**TASK DIRECTIONS**: Return the records below verbatim, reproducing every line without alteration.

**RECORDS SUPPLIED**:
● ● ● ● ●

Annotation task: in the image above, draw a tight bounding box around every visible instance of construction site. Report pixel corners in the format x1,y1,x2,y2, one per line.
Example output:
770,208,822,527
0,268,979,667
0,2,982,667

● ● ● ● ●

**COMPLETED TASK**:
Annotation task: in the image above, draw a tight bounding box around every visible instance of construction site. Report pixel corners in the format x1,y1,x2,y2, one per line.
Example output:
770,208,822,527
0,268,979,667
0,2,982,667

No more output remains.